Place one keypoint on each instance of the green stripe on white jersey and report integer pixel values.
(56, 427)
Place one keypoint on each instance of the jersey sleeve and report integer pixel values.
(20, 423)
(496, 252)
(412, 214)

* * *

▶ [YOUR OBJECTIVE]
Repeat the material above precisely.

▶ [ANSWER FOR THIS EXERCISE]
Place one keypoint on each instance of the green stripe on white jersey and report integer pixel values.
(56, 427)
Place one keypoint on each instance of the jersey sleeve and report integer pixel values.
(20, 423)
(496, 252)
(412, 214)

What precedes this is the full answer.